WHAT IS REQUIRED:
Starting with the line that contains "point: the stone church facade in this photo" and going on through the end of the items, write those items alone as a two-column CSV with the headers item_text and answer. Give one row per item, with its text and its answer each in a single quoted field and any line breaks replaced by spaces.

RECORDS TO PROCESS:

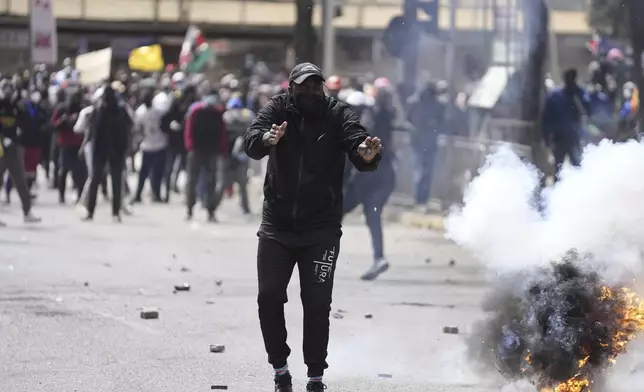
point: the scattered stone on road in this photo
(150, 313)
(450, 330)
(217, 348)
(182, 287)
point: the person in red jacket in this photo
(69, 143)
(205, 141)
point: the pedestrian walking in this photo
(306, 135)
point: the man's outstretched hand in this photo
(275, 134)
(369, 148)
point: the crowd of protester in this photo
(585, 110)
(79, 136)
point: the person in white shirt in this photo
(147, 124)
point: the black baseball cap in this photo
(303, 71)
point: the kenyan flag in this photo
(195, 51)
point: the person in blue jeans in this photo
(427, 116)
(564, 115)
(372, 189)
(153, 145)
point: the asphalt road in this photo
(71, 294)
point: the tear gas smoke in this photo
(558, 317)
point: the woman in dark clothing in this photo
(32, 122)
(111, 125)
(372, 189)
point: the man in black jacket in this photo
(110, 135)
(306, 136)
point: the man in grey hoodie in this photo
(153, 145)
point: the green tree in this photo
(609, 17)
(623, 19)
(305, 39)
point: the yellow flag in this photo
(635, 101)
(146, 59)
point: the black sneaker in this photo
(283, 383)
(316, 386)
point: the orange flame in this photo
(630, 316)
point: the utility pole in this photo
(328, 32)
(450, 61)
(410, 59)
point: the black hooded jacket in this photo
(303, 184)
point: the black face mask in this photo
(308, 103)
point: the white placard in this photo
(94, 67)
(44, 38)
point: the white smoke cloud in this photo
(596, 209)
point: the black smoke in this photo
(548, 322)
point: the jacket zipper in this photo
(332, 194)
(299, 176)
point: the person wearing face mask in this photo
(173, 124)
(11, 157)
(207, 144)
(306, 136)
(154, 143)
(565, 115)
(372, 189)
(237, 119)
(427, 116)
(69, 144)
(110, 128)
(32, 122)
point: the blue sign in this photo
(430, 9)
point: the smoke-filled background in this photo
(547, 318)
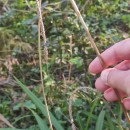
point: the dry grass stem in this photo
(97, 51)
(2, 118)
(41, 27)
(42, 30)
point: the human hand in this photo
(117, 77)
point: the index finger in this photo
(111, 56)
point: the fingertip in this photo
(100, 86)
(95, 67)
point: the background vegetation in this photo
(69, 57)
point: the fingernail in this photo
(126, 103)
(104, 76)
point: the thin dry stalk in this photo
(97, 52)
(2, 118)
(70, 65)
(41, 31)
(43, 34)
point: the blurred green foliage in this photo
(108, 21)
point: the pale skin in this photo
(117, 77)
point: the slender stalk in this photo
(97, 51)
(41, 29)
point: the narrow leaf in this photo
(41, 123)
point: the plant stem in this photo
(97, 51)
(41, 29)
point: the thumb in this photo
(117, 79)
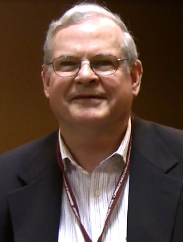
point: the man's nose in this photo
(86, 75)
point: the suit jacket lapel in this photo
(154, 194)
(35, 208)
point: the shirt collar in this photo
(121, 151)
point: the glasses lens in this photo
(104, 64)
(66, 65)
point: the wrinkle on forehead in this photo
(92, 34)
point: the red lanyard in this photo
(114, 199)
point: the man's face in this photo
(87, 98)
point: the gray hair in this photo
(81, 12)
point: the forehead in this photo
(89, 37)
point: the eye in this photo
(102, 64)
(65, 64)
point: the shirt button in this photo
(97, 193)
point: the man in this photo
(105, 175)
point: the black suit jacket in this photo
(31, 188)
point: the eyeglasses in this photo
(67, 66)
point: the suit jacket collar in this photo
(154, 194)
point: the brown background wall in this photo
(24, 111)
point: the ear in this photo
(136, 75)
(46, 80)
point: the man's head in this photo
(91, 72)
(81, 12)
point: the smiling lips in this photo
(88, 98)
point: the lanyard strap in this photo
(114, 199)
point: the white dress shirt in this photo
(93, 192)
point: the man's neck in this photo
(90, 146)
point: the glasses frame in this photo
(117, 59)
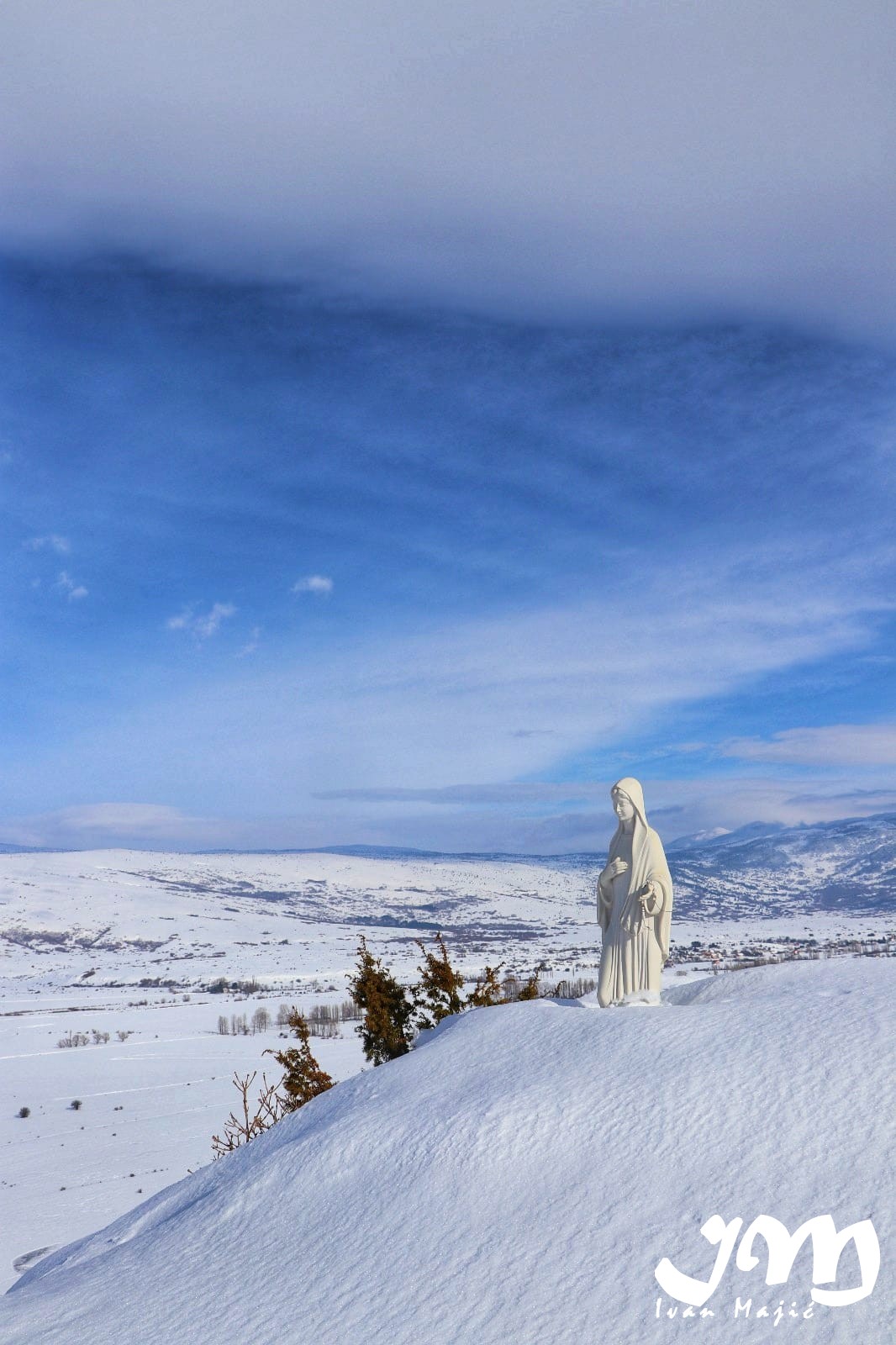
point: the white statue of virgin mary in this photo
(634, 905)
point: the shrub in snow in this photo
(303, 1078)
(387, 1028)
(530, 989)
(256, 1118)
(73, 1039)
(488, 990)
(437, 992)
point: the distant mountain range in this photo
(762, 869)
(772, 869)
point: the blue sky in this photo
(408, 542)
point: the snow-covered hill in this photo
(519, 1177)
(766, 869)
(123, 916)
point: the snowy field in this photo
(128, 943)
(519, 1177)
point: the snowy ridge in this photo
(519, 1179)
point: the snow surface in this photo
(519, 1177)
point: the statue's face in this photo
(623, 806)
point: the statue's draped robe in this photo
(635, 941)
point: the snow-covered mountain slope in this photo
(121, 916)
(519, 1179)
(835, 867)
(125, 916)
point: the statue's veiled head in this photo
(629, 800)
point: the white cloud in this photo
(116, 825)
(73, 591)
(53, 542)
(320, 584)
(830, 746)
(201, 625)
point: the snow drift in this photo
(519, 1177)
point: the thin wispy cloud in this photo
(53, 542)
(575, 553)
(319, 584)
(73, 591)
(202, 625)
(829, 746)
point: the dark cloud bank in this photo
(600, 161)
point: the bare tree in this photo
(256, 1118)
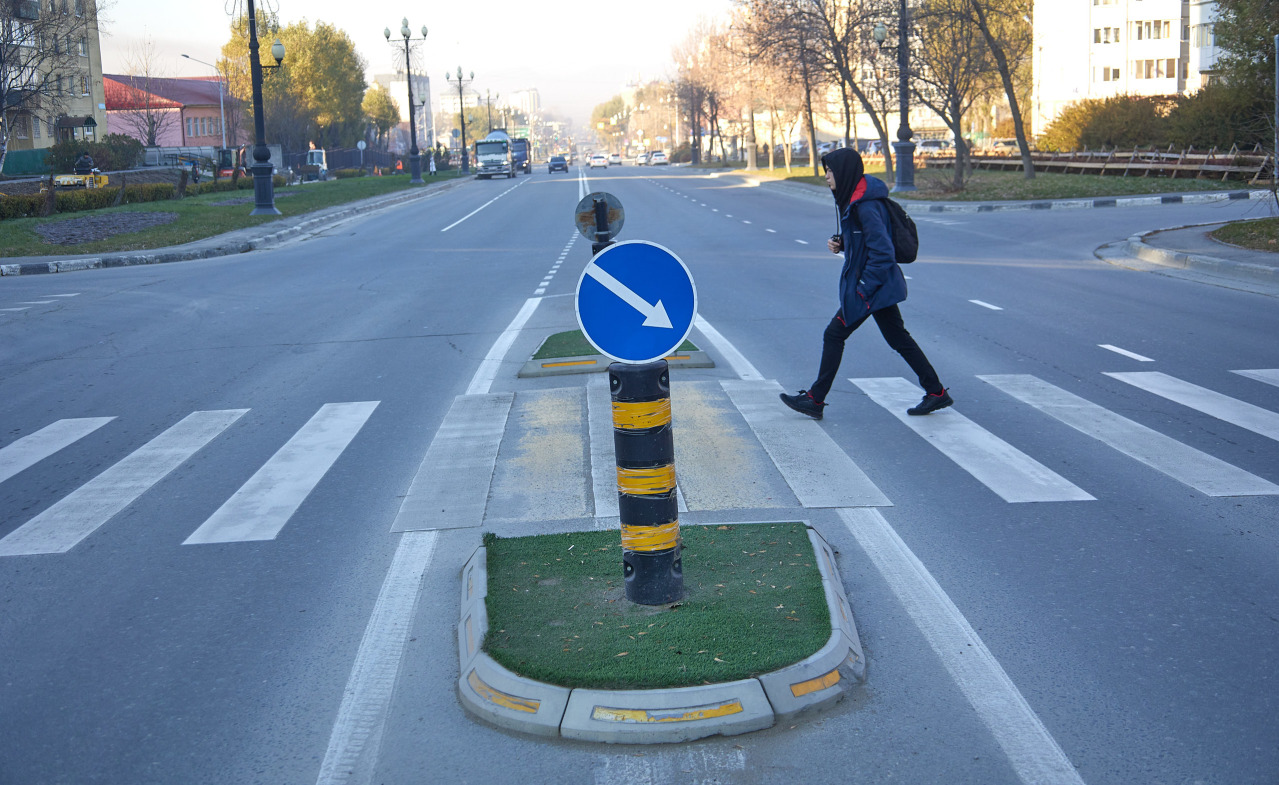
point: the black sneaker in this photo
(803, 404)
(931, 403)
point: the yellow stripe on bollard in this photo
(647, 482)
(649, 538)
(642, 414)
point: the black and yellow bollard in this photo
(646, 482)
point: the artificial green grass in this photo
(1256, 235)
(558, 610)
(197, 216)
(574, 344)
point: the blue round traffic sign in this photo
(636, 302)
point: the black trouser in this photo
(890, 325)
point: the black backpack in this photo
(906, 237)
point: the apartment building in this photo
(55, 78)
(1098, 49)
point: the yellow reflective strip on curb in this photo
(669, 715)
(500, 698)
(650, 537)
(643, 414)
(812, 685)
(647, 482)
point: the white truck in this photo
(494, 157)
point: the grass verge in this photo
(198, 217)
(1256, 235)
(558, 610)
(574, 344)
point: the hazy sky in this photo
(576, 54)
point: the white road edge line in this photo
(482, 206)
(741, 366)
(1034, 753)
(1127, 353)
(367, 696)
(487, 370)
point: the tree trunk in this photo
(1005, 74)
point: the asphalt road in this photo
(187, 588)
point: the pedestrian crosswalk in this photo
(548, 454)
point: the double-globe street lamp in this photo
(462, 114)
(264, 189)
(415, 160)
(903, 148)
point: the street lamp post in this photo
(462, 114)
(903, 148)
(415, 159)
(221, 110)
(264, 191)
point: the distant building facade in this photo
(189, 111)
(1098, 49)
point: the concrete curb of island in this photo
(655, 716)
(305, 225)
(1137, 247)
(597, 363)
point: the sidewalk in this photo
(241, 240)
(1181, 248)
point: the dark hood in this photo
(847, 165)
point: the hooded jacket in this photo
(871, 278)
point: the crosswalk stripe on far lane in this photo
(262, 506)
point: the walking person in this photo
(870, 285)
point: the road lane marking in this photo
(482, 206)
(1013, 474)
(1127, 353)
(83, 510)
(1181, 462)
(1034, 753)
(817, 471)
(741, 366)
(487, 370)
(1201, 399)
(450, 489)
(1269, 376)
(264, 504)
(357, 730)
(33, 448)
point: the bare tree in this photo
(1005, 27)
(954, 69)
(40, 59)
(147, 115)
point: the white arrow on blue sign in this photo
(636, 302)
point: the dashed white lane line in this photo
(1127, 353)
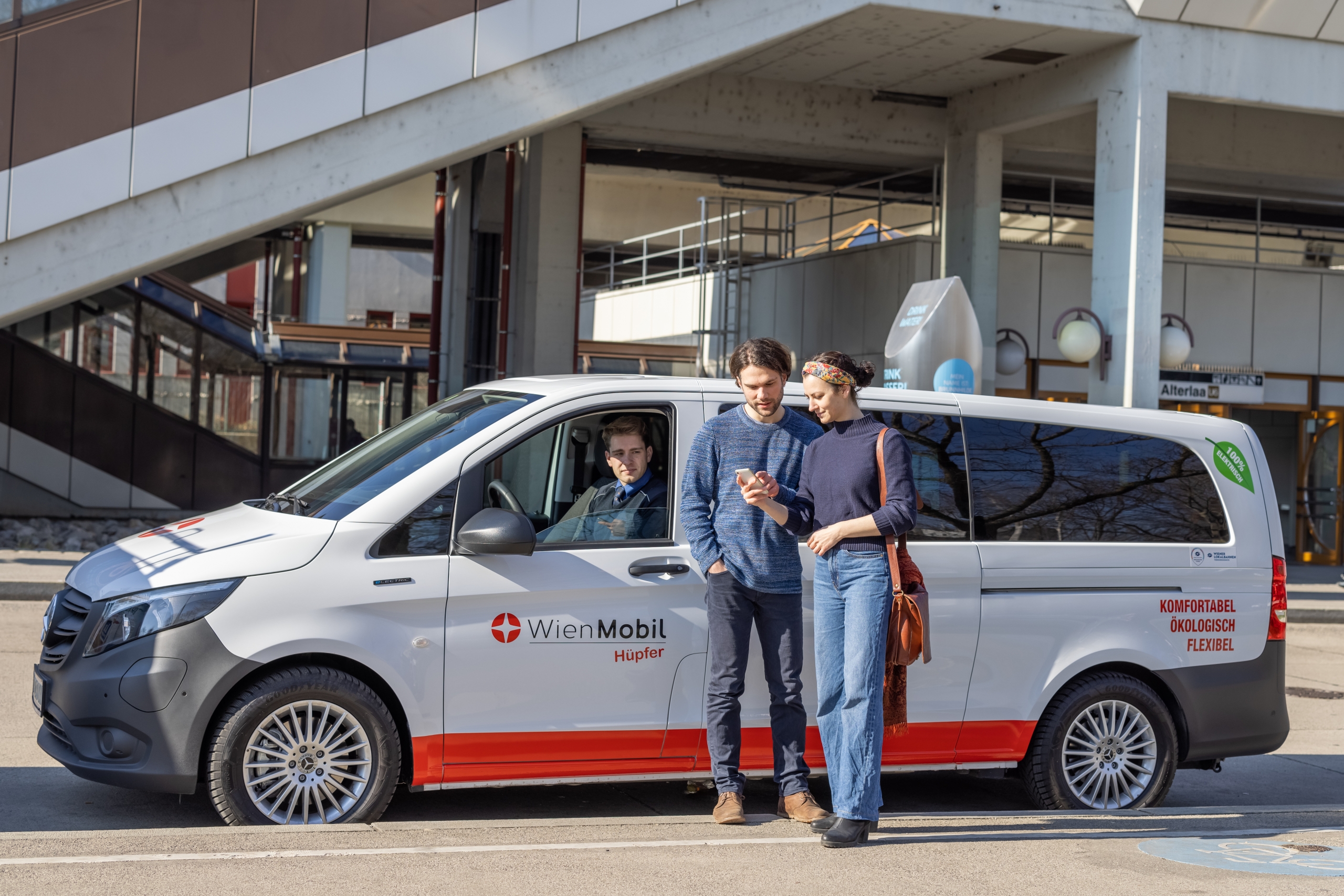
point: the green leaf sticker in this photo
(1232, 462)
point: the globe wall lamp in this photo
(1010, 355)
(1081, 339)
(1177, 342)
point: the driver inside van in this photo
(634, 505)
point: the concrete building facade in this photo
(1135, 157)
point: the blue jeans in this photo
(779, 620)
(851, 609)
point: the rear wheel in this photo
(304, 746)
(1107, 742)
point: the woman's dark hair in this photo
(862, 374)
(762, 352)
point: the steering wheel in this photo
(502, 496)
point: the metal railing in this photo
(1261, 238)
(748, 231)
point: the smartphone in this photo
(749, 477)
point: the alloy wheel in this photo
(1109, 755)
(307, 763)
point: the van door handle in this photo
(659, 565)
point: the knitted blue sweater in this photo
(759, 553)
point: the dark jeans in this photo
(779, 621)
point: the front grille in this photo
(57, 731)
(69, 612)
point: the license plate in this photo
(39, 692)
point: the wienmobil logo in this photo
(507, 629)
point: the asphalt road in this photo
(942, 832)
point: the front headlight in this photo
(135, 616)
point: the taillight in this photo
(1278, 602)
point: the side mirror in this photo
(498, 531)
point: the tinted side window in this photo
(569, 483)
(1042, 483)
(426, 530)
(940, 467)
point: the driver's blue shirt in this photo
(625, 492)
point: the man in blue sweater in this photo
(754, 575)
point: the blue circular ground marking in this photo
(1261, 856)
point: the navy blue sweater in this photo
(841, 483)
(719, 523)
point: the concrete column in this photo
(546, 236)
(456, 269)
(328, 275)
(973, 167)
(1128, 230)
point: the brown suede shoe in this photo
(729, 810)
(802, 806)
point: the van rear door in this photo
(1105, 536)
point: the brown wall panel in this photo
(6, 379)
(191, 53)
(390, 19)
(102, 426)
(75, 81)
(42, 397)
(7, 53)
(293, 35)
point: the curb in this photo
(1300, 614)
(29, 590)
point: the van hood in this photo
(230, 543)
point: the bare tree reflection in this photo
(1040, 483)
(940, 468)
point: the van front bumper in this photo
(1232, 708)
(93, 730)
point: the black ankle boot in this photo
(846, 832)
(828, 823)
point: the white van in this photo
(1107, 598)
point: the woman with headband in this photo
(839, 504)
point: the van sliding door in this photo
(1089, 537)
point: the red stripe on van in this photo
(994, 741)
(572, 754)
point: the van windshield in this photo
(362, 473)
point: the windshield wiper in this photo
(296, 504)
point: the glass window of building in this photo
(53, 331)
(304, 424)
(230, 393)
(375, 400)
(1042, 483)
(105, 336)
(169, 349)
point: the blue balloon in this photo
(954, 375)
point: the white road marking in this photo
(648, 844)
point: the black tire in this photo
(316, 785)
(1124, 767)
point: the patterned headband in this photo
(828, 373)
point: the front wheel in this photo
(304, 746)
(1105, 742)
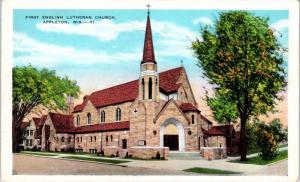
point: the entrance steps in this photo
(175, 155)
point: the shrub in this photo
(71, 150)
(157, 155)
(35, 148)
(268, 145)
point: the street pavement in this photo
(25, 164)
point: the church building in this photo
(154, 114)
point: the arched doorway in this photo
(172, 135)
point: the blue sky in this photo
(108, 52)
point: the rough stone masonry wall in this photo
(86, 144)
(213, 153)
(216, 141)
(172, 111)
(148, 152)
(66, 144)
(114, 151)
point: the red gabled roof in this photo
(62, 123)
(185, 107)
(148, 54)
(129, 91)
(205, 119)
(168, 80)
(39, 121)
(122, 125)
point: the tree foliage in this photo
(224, 110)
(33, 87)
(269, 136)
(241, 55)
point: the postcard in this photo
(134, 91)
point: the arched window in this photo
(89, 118)
(150, 88)
(118, 114)
(102, 116)
(143, 88)
(193, 119)
(78, 120)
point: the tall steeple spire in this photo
(148, 55)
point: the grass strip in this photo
(37, 153)
(209, 171)
(95, 159)
(259, 161)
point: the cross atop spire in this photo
(148, 55)
(148, 6)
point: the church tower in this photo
(149, 79)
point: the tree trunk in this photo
(16, 136)
(243, 146)
(230, 138)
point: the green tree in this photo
(32, 88)
(224, 110)
(242, 55)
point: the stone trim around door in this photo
(180, 128)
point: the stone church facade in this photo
(156, 113)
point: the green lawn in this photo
(257, 150)
(209, 171)
(96, 159)
(283, 145)
(258, 161)
(37, 153)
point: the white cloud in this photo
(107, 30)
(38, 53)
(280, 25)
(203, 20)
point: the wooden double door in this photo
(171, 141)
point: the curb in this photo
(60, 158)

SOLUTION FOR THIS PROBLEM:
item_text,answer
"point: the stone church facade in this photo","(156, 113)"
"point: the green lawn in this photo","(257, 150) (209, 171) (96, 159) (283, 145) (258, 161) (37, 153)"
"point: the white cloud in this photo","(107, 30) (38, 53) (280, 25) (203, 20)"
"point: the wooden double door in this photo","(171, 141)"
"point: the curb in this photo","(60, 158)"